The Taçi Oil Cup (Albanian: Trofeu Taçi Oil) was an annual friendly football competition held in Albania. The competition took place in Tiranë between 2008 and 2010. The tournament was organized by Albanian businessman Rezart Taçi in cooperation with UNICEF from 2008 to 2010.

Editions

2008
In the inaugural match, Tirana faced then-FIFA Club World Cup winners Milan. Tirana won the match thanks to the screamers of Xhafaj and Muzaka, while the consolation goal for Milan came from Ronaldinho in the last moments of the match. The profits from the tickets went for charity.

2009
In the second edition, Albania national team faced Milan. The Rossoneri took a double-advantage thanks to the goals of Ronaldinho and Shevchenko, but Albania fired back by overturning the results with the strikers of Vila, Muzaka and Salihi in a period of 12 minutes. Milan, however, equalized in the 87th minute with the goal of Inzaghi. Then Milan claimed their 1st trophy by winning 5–4 in penalty shootouts, with Albania's Elvin Beqiri missing the decisive penalty.

▶ [Given exercise] Copy the Taçi Oil Cup passage word for word, starting at "The Taçi Oil" and ending at "went for charity.".

[Data records]
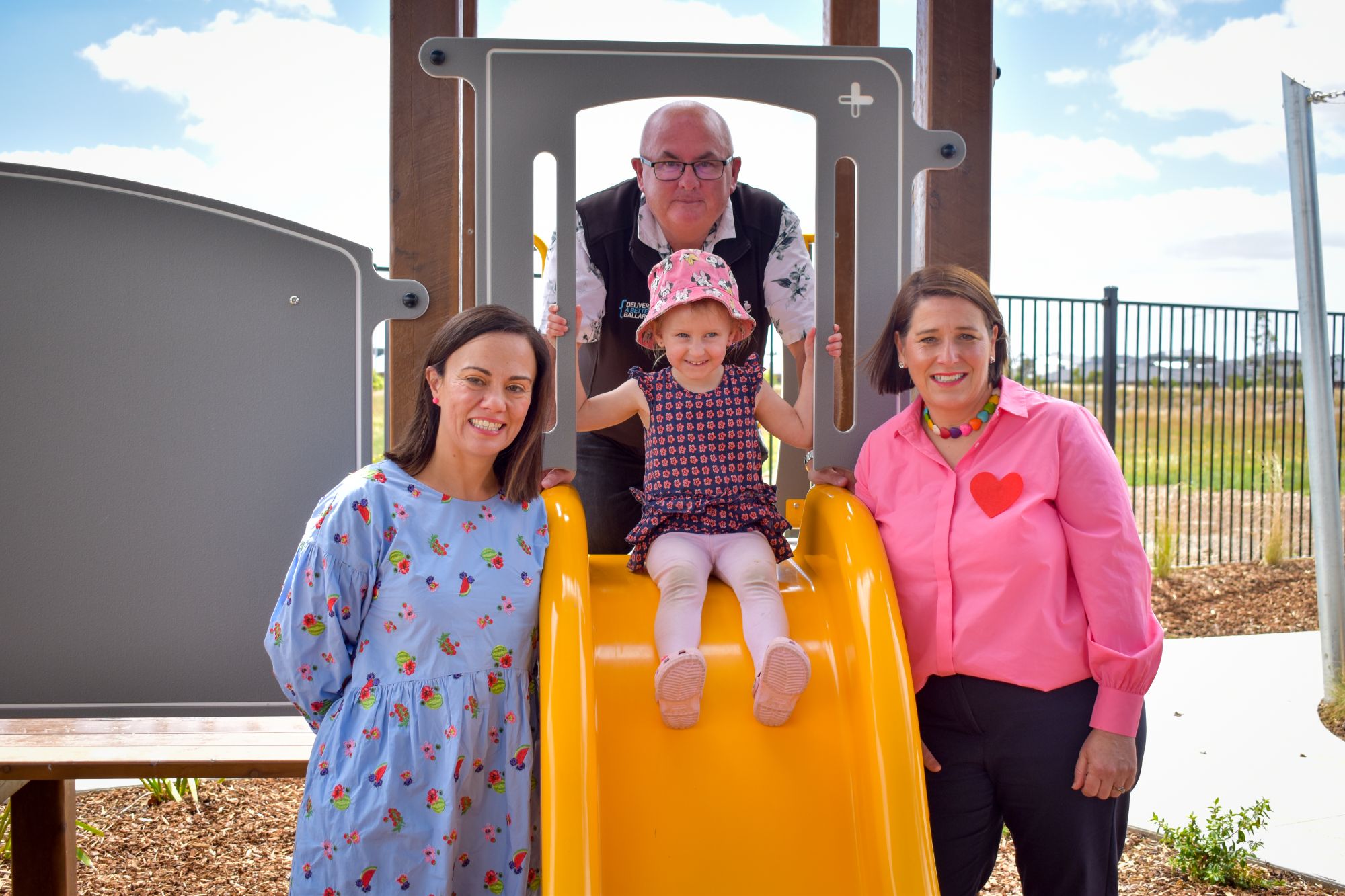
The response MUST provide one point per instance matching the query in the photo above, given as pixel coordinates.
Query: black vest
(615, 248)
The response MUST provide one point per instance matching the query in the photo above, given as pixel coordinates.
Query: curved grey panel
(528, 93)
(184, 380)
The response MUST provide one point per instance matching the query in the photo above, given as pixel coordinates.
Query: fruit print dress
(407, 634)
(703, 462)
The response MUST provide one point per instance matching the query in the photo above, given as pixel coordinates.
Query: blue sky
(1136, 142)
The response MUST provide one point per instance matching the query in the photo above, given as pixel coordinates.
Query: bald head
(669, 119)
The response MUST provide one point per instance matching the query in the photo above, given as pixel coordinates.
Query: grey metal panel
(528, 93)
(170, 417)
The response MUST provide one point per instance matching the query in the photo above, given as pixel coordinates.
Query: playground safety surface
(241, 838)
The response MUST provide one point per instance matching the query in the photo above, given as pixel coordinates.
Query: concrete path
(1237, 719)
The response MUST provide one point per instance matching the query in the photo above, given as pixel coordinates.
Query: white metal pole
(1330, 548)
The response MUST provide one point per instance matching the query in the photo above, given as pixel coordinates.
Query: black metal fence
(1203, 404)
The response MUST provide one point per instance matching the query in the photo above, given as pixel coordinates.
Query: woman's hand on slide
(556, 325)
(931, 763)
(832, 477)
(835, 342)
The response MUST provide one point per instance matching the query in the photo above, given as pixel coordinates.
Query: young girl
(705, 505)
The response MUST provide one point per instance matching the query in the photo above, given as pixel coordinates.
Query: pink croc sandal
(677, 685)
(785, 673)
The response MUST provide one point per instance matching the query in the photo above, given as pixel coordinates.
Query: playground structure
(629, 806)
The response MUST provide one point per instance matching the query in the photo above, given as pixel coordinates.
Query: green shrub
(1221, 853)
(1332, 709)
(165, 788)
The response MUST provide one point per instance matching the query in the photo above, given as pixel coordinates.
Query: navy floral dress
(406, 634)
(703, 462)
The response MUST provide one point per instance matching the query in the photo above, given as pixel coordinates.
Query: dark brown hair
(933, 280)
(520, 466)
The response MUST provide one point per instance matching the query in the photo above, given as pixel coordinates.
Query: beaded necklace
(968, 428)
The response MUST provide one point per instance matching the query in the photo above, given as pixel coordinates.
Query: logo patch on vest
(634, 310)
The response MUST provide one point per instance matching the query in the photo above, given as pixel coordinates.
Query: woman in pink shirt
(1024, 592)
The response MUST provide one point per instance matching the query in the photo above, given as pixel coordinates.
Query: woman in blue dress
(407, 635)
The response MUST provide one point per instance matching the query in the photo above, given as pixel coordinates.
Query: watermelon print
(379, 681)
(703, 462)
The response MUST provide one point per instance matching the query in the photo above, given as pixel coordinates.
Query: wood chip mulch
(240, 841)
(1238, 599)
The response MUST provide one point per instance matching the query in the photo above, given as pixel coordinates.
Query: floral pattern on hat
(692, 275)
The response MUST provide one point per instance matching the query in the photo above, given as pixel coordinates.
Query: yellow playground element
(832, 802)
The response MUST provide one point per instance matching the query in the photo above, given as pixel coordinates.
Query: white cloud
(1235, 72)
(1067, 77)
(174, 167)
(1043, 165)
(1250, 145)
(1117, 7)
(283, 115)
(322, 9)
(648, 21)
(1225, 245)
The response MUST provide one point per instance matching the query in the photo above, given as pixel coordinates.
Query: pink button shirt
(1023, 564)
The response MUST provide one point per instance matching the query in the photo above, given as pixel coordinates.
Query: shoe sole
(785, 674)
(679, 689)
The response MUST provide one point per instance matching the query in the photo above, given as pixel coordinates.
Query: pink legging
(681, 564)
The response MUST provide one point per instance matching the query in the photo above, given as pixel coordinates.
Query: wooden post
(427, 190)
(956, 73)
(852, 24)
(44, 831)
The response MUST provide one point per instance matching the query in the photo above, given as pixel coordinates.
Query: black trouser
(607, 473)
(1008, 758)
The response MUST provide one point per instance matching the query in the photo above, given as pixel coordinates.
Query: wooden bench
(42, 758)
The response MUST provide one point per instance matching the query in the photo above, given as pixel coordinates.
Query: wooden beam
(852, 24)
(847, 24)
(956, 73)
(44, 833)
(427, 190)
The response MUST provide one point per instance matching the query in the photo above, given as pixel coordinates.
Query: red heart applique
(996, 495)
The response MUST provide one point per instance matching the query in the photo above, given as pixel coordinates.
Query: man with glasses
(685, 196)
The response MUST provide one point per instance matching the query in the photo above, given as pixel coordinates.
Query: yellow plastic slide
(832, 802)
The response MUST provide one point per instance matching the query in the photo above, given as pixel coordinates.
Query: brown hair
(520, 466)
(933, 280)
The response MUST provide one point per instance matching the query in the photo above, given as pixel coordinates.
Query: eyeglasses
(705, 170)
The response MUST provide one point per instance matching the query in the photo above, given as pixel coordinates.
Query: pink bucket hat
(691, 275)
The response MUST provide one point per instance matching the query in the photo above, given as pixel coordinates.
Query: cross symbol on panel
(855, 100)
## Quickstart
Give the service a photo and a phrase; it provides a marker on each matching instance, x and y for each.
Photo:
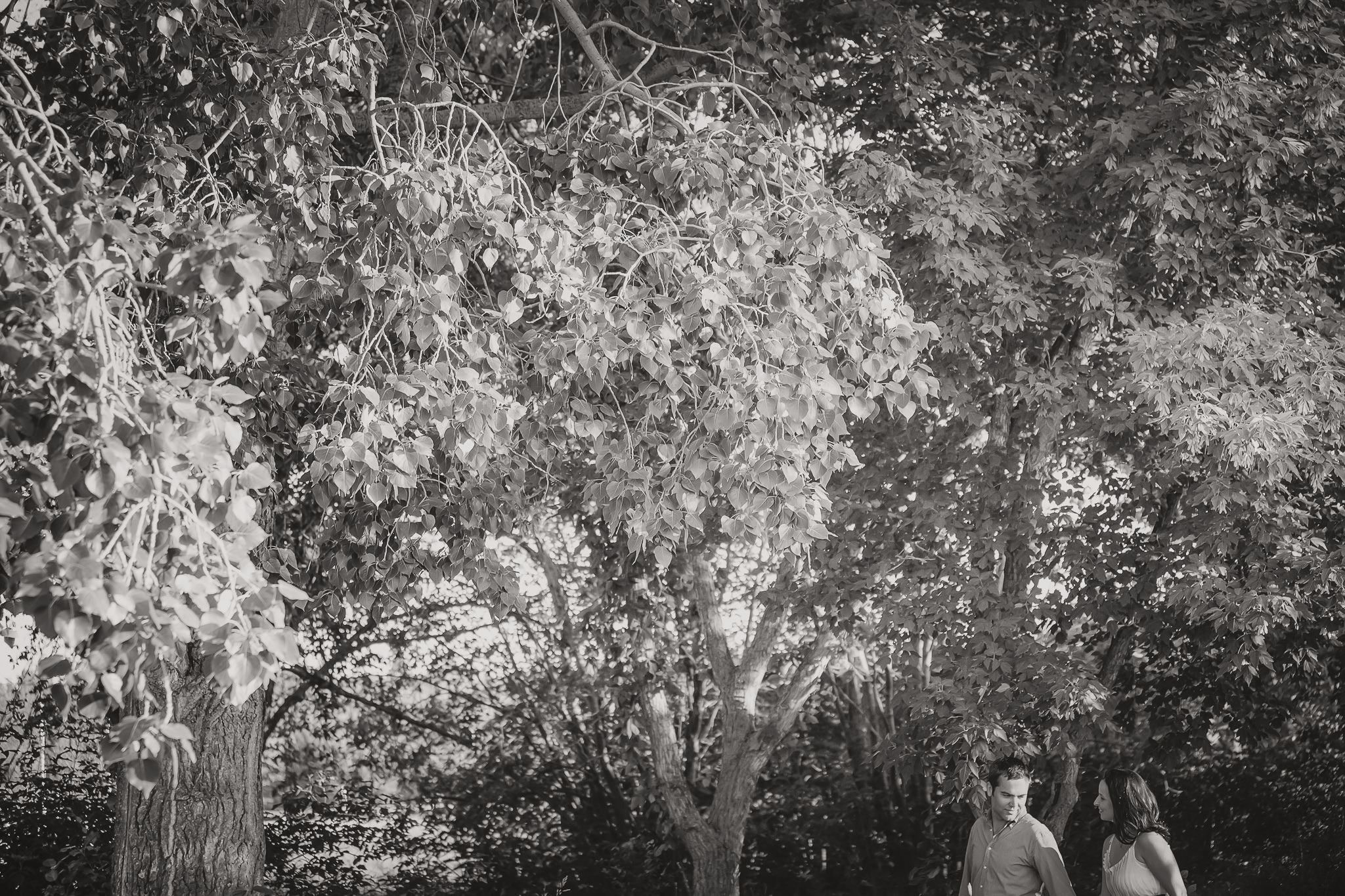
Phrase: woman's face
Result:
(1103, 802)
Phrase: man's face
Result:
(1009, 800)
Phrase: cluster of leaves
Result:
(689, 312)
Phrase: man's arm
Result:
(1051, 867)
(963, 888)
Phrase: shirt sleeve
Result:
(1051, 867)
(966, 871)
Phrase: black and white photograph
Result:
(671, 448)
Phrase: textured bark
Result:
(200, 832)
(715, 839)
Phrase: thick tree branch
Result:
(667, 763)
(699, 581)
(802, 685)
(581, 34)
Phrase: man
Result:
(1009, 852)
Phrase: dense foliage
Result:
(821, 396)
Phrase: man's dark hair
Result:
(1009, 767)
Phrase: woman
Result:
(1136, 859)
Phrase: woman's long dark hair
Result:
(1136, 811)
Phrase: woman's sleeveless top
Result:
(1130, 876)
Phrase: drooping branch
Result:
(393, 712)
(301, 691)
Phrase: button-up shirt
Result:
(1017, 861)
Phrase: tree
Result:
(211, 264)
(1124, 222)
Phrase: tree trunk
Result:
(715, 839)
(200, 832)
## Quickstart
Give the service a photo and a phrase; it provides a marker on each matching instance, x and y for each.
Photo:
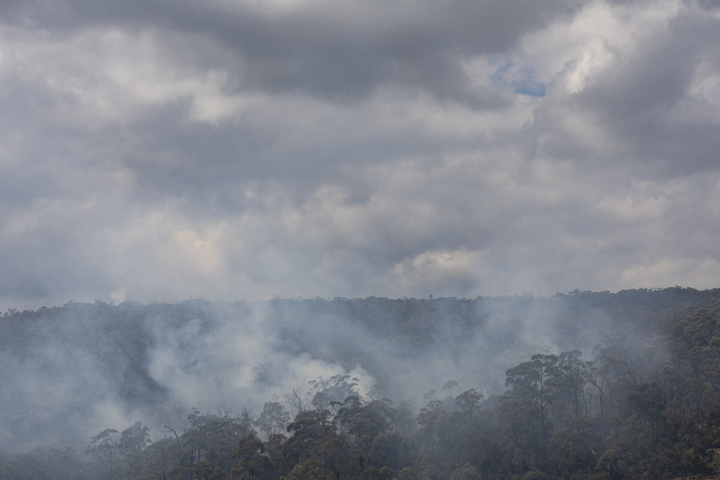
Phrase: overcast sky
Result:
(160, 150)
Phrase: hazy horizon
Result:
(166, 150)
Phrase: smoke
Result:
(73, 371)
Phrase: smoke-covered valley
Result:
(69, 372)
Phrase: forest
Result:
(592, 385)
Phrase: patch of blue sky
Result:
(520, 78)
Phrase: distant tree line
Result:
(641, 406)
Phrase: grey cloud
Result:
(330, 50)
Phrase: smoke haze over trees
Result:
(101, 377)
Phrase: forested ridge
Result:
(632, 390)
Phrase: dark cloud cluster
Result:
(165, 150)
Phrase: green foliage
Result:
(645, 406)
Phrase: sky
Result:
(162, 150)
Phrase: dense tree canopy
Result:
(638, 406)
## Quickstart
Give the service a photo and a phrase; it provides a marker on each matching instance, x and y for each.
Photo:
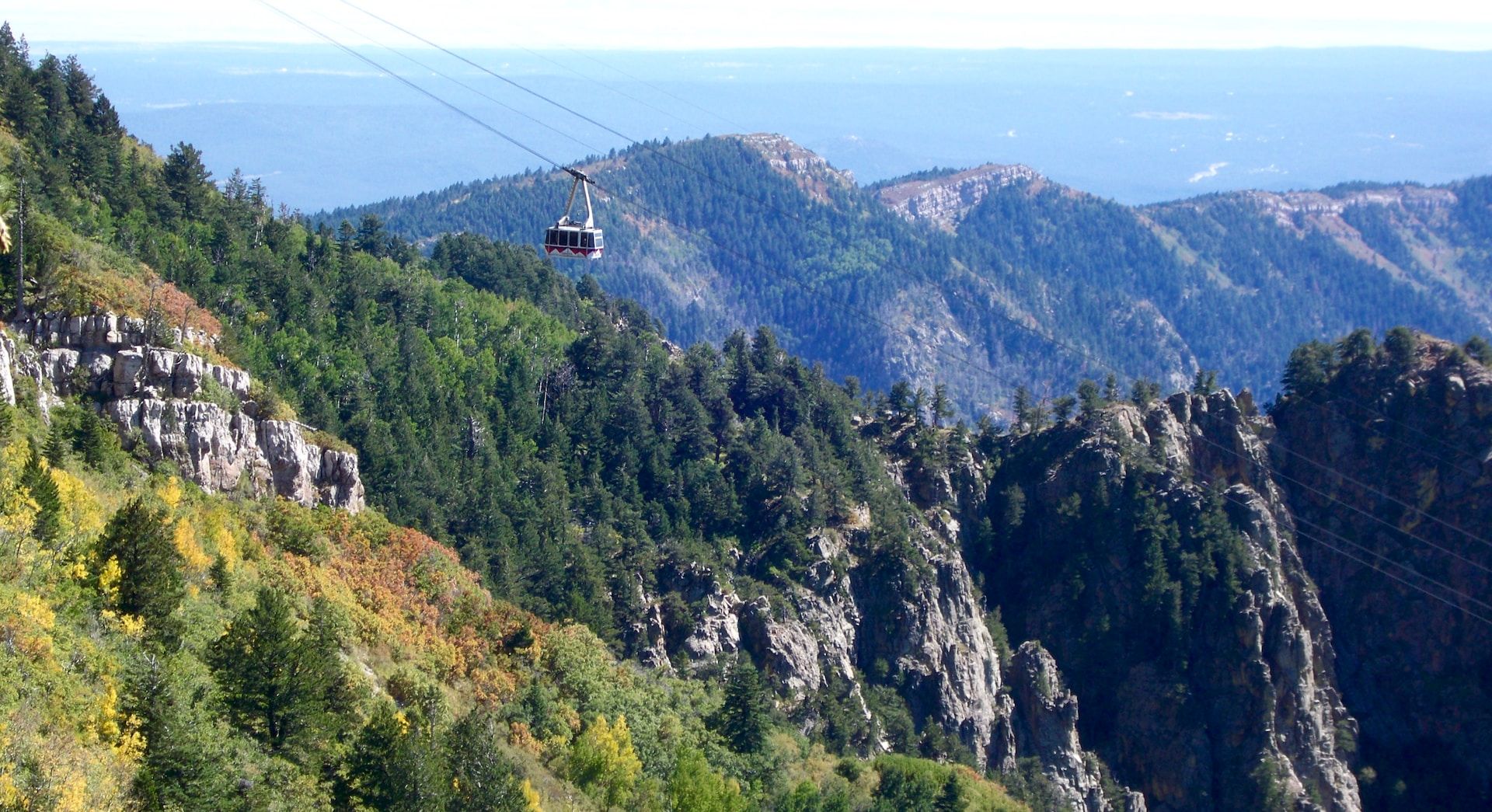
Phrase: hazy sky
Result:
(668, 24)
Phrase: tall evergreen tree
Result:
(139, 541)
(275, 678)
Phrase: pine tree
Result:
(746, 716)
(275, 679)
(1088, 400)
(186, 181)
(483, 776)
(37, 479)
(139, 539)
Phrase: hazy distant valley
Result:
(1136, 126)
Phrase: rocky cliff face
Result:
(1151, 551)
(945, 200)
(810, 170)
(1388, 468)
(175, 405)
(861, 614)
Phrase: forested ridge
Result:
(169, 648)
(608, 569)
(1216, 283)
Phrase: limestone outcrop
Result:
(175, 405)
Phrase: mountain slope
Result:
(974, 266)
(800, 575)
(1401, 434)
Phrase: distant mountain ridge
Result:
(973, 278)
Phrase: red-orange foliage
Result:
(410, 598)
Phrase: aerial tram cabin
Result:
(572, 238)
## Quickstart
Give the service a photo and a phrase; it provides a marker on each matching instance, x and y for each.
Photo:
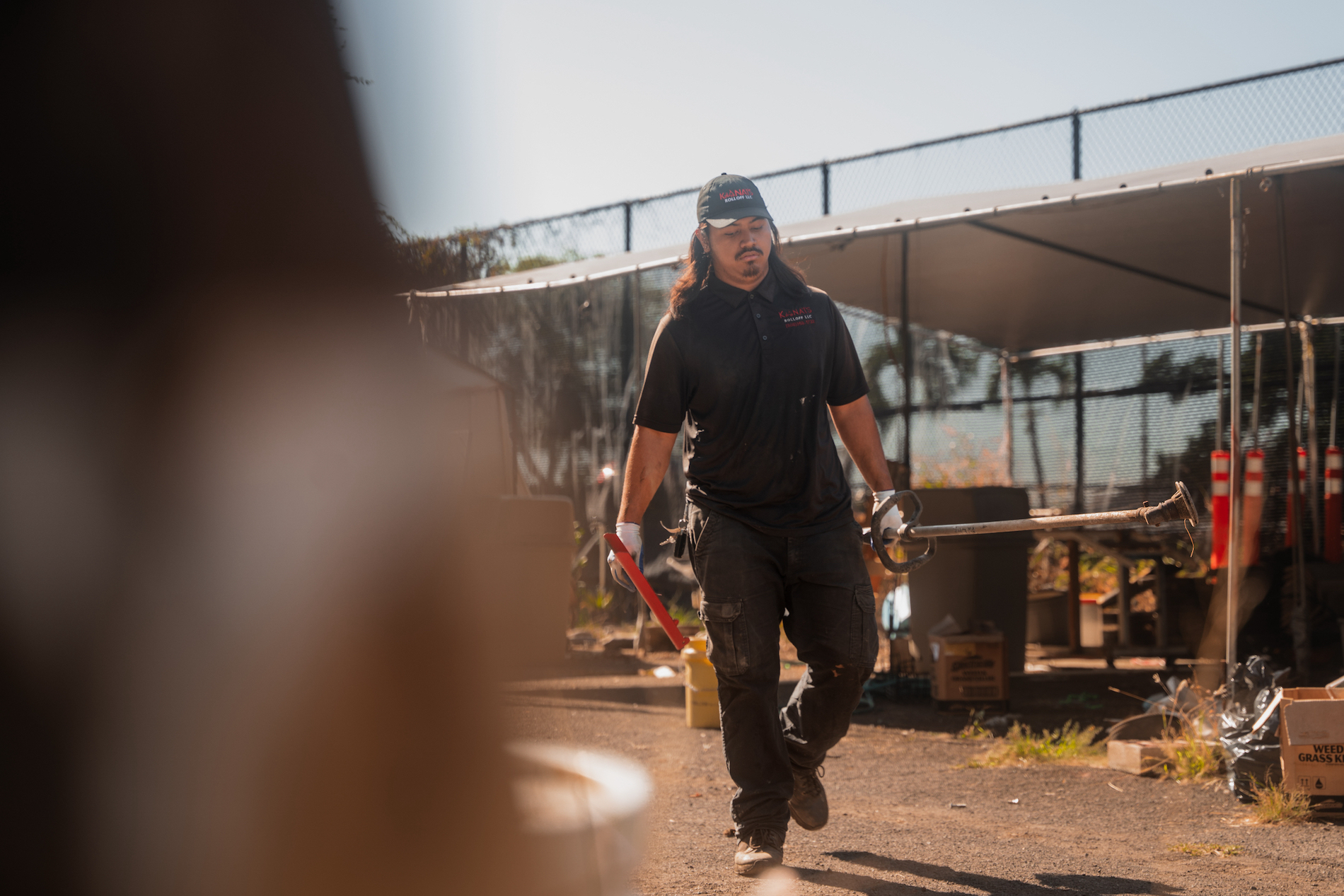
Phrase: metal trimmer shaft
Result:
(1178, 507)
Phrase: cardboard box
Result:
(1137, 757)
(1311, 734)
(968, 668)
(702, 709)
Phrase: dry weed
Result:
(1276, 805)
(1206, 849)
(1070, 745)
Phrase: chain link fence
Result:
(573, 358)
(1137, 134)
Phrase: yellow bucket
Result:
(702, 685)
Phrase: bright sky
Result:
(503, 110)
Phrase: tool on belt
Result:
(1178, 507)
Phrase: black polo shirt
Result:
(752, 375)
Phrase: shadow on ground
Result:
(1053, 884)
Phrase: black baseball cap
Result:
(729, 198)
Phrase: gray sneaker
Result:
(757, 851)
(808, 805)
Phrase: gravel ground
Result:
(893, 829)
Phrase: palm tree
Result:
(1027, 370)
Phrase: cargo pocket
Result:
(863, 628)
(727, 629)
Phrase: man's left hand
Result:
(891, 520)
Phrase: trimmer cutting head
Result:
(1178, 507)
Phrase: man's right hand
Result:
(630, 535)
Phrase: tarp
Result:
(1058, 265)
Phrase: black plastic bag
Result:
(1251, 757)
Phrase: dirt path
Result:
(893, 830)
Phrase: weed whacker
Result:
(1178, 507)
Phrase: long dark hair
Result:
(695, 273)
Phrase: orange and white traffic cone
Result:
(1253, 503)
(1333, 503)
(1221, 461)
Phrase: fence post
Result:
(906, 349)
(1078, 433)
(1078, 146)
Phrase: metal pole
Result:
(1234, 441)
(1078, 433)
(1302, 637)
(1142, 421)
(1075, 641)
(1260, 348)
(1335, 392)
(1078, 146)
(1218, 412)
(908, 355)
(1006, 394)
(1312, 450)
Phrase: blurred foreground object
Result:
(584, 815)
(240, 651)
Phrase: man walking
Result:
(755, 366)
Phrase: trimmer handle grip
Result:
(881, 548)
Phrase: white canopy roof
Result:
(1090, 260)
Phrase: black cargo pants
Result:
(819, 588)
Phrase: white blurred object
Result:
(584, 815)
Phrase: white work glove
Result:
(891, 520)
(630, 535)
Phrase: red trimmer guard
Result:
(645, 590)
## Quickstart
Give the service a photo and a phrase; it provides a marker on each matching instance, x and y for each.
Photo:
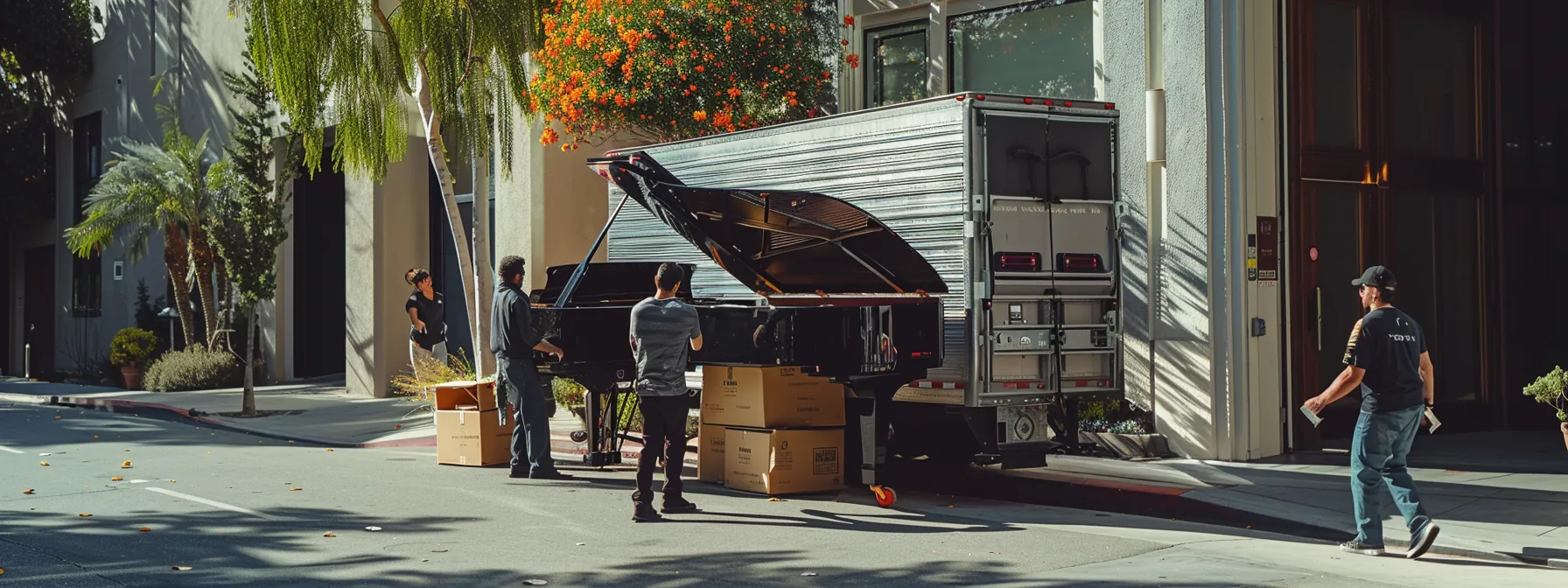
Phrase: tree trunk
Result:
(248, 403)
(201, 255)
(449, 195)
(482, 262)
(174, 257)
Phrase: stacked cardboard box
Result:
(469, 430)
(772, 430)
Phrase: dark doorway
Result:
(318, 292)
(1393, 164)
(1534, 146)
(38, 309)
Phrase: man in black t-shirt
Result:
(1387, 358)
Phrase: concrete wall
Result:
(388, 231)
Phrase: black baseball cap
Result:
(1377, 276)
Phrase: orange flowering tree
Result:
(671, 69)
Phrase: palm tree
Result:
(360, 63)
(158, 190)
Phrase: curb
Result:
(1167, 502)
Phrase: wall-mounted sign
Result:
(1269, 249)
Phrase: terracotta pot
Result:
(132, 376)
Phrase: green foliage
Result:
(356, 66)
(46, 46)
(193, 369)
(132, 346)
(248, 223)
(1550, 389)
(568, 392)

▶ [Response to this exercise]
The Taçi Oil Cup (Albanian: Trofeu Taçi Oil) was an annual friendly football competition held in Albania. The competition took place in Tiranë between 2008 and 2010. The tournament was organized by Albanian businessman Rezart Taçi in cooperation with UNICEF from 2008 to 2010.

Editions

2008
In the inaugural match, Tirana faced then-FIFA Club World Cup winners Milan. Tirana won the match thanks to the screamers of Xhafaj and Muzaka, while the consolation goal for Milan came from Ronaldinho in the last moments of the match. The profits from the tickets went for charity.